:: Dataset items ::
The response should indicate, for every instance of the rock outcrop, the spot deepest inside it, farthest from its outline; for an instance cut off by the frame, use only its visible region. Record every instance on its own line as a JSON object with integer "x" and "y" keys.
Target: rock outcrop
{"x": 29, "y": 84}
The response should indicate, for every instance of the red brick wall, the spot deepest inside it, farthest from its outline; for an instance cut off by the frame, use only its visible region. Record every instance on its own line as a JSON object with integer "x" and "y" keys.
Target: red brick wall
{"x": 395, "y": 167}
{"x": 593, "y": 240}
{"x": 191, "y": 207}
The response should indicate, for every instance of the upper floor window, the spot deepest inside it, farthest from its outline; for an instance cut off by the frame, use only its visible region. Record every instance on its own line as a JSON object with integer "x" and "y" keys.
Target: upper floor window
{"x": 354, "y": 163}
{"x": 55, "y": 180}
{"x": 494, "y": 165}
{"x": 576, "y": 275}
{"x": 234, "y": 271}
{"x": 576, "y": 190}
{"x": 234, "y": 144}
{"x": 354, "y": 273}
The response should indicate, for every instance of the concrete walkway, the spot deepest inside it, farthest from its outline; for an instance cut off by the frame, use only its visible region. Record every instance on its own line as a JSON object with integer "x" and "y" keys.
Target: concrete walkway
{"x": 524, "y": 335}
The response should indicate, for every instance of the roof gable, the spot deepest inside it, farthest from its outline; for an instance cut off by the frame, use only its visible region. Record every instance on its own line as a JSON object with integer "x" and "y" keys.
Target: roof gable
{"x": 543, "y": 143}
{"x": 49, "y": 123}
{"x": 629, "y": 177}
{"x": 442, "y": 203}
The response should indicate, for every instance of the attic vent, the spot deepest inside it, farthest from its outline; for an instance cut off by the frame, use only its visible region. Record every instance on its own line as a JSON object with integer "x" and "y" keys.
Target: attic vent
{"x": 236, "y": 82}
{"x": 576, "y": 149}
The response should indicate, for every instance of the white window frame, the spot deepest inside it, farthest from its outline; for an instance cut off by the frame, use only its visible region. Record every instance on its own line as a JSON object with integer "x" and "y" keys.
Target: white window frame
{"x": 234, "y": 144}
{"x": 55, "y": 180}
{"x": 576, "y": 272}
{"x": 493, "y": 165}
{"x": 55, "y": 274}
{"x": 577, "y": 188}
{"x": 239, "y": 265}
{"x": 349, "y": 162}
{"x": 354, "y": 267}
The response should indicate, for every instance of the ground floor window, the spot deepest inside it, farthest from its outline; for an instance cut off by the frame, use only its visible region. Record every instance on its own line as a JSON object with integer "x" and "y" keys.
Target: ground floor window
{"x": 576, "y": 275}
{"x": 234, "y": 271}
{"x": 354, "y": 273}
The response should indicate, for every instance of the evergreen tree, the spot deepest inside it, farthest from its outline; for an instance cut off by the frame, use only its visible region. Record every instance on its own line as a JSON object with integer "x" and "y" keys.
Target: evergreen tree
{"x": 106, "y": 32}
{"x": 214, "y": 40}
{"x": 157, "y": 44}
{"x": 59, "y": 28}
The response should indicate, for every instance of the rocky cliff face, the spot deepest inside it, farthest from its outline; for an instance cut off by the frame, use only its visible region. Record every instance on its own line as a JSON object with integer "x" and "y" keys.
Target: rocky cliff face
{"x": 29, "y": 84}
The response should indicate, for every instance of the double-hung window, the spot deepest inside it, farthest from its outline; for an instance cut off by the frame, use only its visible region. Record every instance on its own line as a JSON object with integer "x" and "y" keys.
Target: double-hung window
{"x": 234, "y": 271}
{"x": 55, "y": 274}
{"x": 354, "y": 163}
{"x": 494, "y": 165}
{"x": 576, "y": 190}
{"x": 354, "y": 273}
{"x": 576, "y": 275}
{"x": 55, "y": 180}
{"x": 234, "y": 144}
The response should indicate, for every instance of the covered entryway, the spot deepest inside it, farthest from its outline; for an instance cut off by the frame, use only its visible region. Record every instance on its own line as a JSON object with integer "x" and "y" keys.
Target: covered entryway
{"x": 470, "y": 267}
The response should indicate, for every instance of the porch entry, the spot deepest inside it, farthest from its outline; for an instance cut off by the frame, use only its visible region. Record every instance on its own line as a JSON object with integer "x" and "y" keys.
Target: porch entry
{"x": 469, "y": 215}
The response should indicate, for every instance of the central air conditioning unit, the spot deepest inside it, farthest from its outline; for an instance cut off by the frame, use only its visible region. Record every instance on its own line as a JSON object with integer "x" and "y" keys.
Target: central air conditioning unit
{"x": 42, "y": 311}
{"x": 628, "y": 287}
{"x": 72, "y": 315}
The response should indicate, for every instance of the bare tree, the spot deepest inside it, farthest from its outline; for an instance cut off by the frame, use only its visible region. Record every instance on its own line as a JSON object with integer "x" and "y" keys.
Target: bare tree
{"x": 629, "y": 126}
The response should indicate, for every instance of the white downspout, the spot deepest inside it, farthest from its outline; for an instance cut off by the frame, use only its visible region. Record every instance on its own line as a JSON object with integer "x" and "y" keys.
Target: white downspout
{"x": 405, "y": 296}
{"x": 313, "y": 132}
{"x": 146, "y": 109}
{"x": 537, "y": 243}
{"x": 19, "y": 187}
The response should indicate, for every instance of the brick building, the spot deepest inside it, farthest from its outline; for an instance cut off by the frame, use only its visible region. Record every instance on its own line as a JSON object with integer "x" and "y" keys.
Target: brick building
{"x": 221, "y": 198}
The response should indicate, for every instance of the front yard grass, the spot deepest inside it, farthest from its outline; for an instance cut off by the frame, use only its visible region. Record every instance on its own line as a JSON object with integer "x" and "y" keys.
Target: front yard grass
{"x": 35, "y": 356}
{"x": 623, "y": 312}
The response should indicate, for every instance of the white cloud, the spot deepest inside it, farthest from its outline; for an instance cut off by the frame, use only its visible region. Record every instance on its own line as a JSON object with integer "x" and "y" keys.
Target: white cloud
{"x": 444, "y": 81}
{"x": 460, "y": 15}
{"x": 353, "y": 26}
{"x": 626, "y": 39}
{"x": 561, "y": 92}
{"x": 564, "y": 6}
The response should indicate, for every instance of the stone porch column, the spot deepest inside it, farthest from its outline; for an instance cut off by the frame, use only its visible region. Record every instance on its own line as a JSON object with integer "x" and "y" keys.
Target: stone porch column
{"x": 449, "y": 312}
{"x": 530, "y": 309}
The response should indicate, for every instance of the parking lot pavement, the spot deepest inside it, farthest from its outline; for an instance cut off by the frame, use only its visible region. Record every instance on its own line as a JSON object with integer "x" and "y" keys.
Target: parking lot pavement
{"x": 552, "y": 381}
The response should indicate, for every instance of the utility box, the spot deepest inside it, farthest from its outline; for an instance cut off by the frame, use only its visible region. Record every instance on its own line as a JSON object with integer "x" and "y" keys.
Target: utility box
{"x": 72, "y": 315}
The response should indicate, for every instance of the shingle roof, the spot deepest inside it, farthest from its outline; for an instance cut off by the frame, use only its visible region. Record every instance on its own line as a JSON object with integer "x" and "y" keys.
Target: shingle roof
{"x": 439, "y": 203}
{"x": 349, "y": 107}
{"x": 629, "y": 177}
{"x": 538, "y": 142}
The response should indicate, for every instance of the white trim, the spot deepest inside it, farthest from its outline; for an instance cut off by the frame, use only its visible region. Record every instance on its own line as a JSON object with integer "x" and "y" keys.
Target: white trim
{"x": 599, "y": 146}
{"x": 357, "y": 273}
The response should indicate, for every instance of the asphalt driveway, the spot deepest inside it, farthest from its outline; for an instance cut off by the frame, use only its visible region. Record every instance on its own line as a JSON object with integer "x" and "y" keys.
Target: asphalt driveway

:: Problem to solve ::
Can you reproduce all of the entries above line for line, without changing anything?

:: Solution to this exercise ::
The response should indicate, for every instance of the rock outcrop, the spot deepest inside it, farthest from its outline; for an instance cut off by the frame, use only its visible region. Record every instance on its own line as a JSON object with integer "x" and "y" keys.
Target: rock outcrop
{"x": 29, "y": 84}
The response should indicate, for every instance of the red brick wall, the spot deepest inside it, farthest from its outline; for an instance cut off by the frame, use only its visible region. Record every instance on its own line as a JSON object with integer "x" and "y" keys.
Target: red brick wall
{"x": 395, "y": 167}
{"x": 593, "y": 240}
{"x": 191, "y": 207}
The response should indicate, for every instance of the upper floor window, the spot deepest inside it, farthest from its outline; for an instance cut off by the frame, use only its visible region. Record every instance on its own line as a JSON object with integer "x" and "y" keys.
Target: upper floor window
{"x": 354, "y": 163}
{"x": 55, "y": 180}
{"x": 494, "y": 165}
{"x": 576, "y": 275}
{"x": 234, "y": 271}
{"x": 576, "y": 190}
{"x": 234, "y": 144}
{"x": 354, "y": 273}
The response should indicate, for every instance of the concrete walkway, the spot deepest inside it, farthest from its outline; for an instance cut off by the frame, use only its visible region. Record every instance on its own line as a JSON object with integer "x" and "y" keys.
Target: concrete walkway
{"x": 524, "y": 335}
The response should indicate, for every instance of the roof gable, the spot deepest inside it, farthest from its outline; for an instance cut off by the frame, use only its visible region. Record every instance on its own line as a JSON object with integer "x" and "y" keys.
Target: roof gable
{"x": 543, "y": 143}
{"x": 49, "y": 123}
{"x": 629, "y": 177}
{"x": 442, "y": 203}
The response should indicate, for every instance of the attic vent, the spot deepest inside it, farthest from its outline; for an instance cut off by the frame, use only its visible region. Record every instance on its own line as a JSON object with integer "x" and "y" keys.
Target: attic vent
{"x": 236, "y": 82}
{"x": 576, "y": 149}
The response should indicate, for every instance of the white window frame, the spot deepest inside it, farthest from its outline; for an instance cut off by the frame, use only its visible region. Record every instance on its own line as a JSON object with integer "x" and "y" keys.
Target: white window frame
{"x": 234, "y": 144}
{"x": 55, "y": 180}
{"x": 576, "y": 272}
{"x": 493, "y": 165}
{"x": 55, "y": 274}
{"x": 577, "y": 188}
{"x": 239, "y": 265}
{"x": 349, "y": 162}
{"x": 354, "y": 267}
The response should indicate, for every instance of the ground floor window, the spot deepest inside it, farthest from its outline; for an instance cut off by the frame, use only its visible region. Record every instance on its own line as a JSON object with integer "x" and "y" keys.
Target: ground floor window
{"x": 576, "y": 275}
{"x": 234, "y": 271}
{"x": 354, "y": 273}
The response should indicate, for every instance of the evergreen tree, the spot deepest inside it, farthest from its outline; for an instance cut off by the frame, use only its visible region. Record every instance on its own line as a JSON object with integer "x" and "y" keys.
Target: evergreen tree
{"x": 106, "y": 32}
{"x": 214, "y": 40}
{"x": 157, "y": 44}
{"x": 59, "y": 28}
The response should indicate, for every instance of the rocky cliff face, the spot deepest inside it, farthest from its outline; for an instance cut off by the frame, use only its visible region. Record every instance on its own line as a JSON object with integer "x" and "y" keys.
Target: rocky cliff face
{"x": 29, "y": 84}
The response should indicate, for every instance of the double-hung window, the spot deepest inside it, farthest from its outline; for an instance cut off by the frame, use only its visible region. Record every instance on its own line as a JSON object with integer "x" and "y" keys.
Target: double-hung window
{"x": 234, "y": 271}
{"x": 55, "y": 274}
{"x": 354, "y": 163}
{"x": 494, "y": 165}
{"x": 576, "y": 190}
{"x": 354, "y": 273}
{"x": 576, "y": 275}
{"x": 55, "y": 180}
{"x": 234, "y": 144}
The response should indicate, for every instance of the covered entryway, the spot deepest inside it, farthest from its outline; for an instance cut off by the frame, use only its visible region. Record every instance on its own line as a JSON object with integer "x" and "y" keys.
Target: covered entryway
{"x": 470, "y": 267}
The response should indicate, for every instance of the porch entry, the spot deepest inside it, farthest from its outline; for an instance cut off by the frame, use only its visible region. Record every instance on its own line as a JSON object with integer "x" and "y" keys.
Target: porch entry
{"x": 469, "y": 215}
The response should indicate, for every instance of the central air conditioning unit, the spot deepest inside it, farthest from its outline; for an instance cut off by the frame, use only its visible region. Record every instance on its own line as a JSON object with integer "x" and "y" keys.
Target: central air conditioning unit
{"x": 42, "y": 311}
{"x": 628, "y": 287}
{"x": 72, "y": 315}
The response should indicate, for every instance of the bare tree, the spot deepest inside it, farthest from its outline; for an instance cut off by the frame, use only its visible region. Record every instance on its own line as a JSON object with integer "x" and "y" keys.
Target: bare tree
{"x": 629, "y": 126}
The response should indicate, for every instance of the white downspout, the spot deepest inside it, farthest from its outline; for an instance cut off by the frame, use only its visible region. Record every instance on its own line as a JSON object with integer "x" and "y" keys.
Target: white downspout
{"x": 405, "y": 296}
{"x": 313, "y": 132}
{"x": 146, "y": 109}
{"x": 537, "y": 243}
{"x": 19, "y": 187}
The response should indicate, for every instance of the brick building, the spot deepest inside it, farthest from its outline; for an instance cut off by the frame, use only its visible region. Record every instance on its own line as a JSON object with integer "x" and "y" keys.
Target: brick building
{"x": 221, "y": 198}
The response should indicate, for every instance of the front yard grass, the spot deepest inside it, farthest from its outline; for an instance cut off by the frame, use only its visible region. Record every instance on its own line as a JSON object with integer "x" and "y" keys.
Target: front yard grass
{"x": 35, "y": 356}
{"x": 623, "y": 312}
The response should indicate, for every instance of the white cloud, the spot deepest inside it, farthest from its outline; for an instance cut off by the frame, use only its visible region. Record every instance on its own line as a JSON object with integer "x" and "y" keys.
Target: white cloud
{"x": 444, "y": 81}
{"x": 460, "y": 15}
{"x": 353, "y": 26}
{"x": 626, "y": 39}
{"x": 561, "y": 92}
{"x": 564, "y": 6}
The response should indicate, for every instance of the stone porch column, the spot deepest inside it, farthest from its outline; for an instance cut off by the frame, use only its visible region. Record every instance on its own line as a JSON object with integer "x" and "y" keys.
Target: stone porch column
{"x": 449, "y": 312}
{"x": 530, "y": 309}
The response should indicate, for every instance of the parking lot pavement, the spot deepest inside it, farthest from its outline; for an instance cut off by the frame, use only its visible region. Record every instance on its own line as a JSON object with integer "x" and "y" keys.
Target: parking lot pavement
{"x": 552, "y": 381}
The response should indicate, for every instance of the utility box, the spot deepest inside it, farthest from its outline; for an instance cut off by the frame, use only its visible region. Record every instance on its own line as a JSON object with integer "x" and "y" keys.
Target: utility box
{"x": 72, "y": 315}
The response should indicate, for every instance of the shingle roof, the spot deepest inside it, farthest from its outline; for an instance cut off by the frame, use only its visible region. Record every instance on its own line as a JSON object with integer "x" and "y" keys.
Target: shingle roof
{"x": 439, "y": 203}
{"x": 349, "y": 107}
{"x": 629, "y": 177}
{"x": 538, "y": 142}
The response should indicate, for every instance of the white trim, the spot deepest inside it, farthest from its outline; for an instance cut off by the frame, use only its visible region. Record every instance on its own line as a JSON object with integer "x" and "y" keys.
Target: white trim
{"x": 599, "y": 146}
{"x": 357, "y": 273}
The response should indicate, for every instance of the asphalt driveway, the spot deepest inside it, farthest from its outline; for an instance cut off by the frame, use only its visible region. Record every instance on its own line as a JSON object with integer "x" and "y" keys.
Target: asphalt driveway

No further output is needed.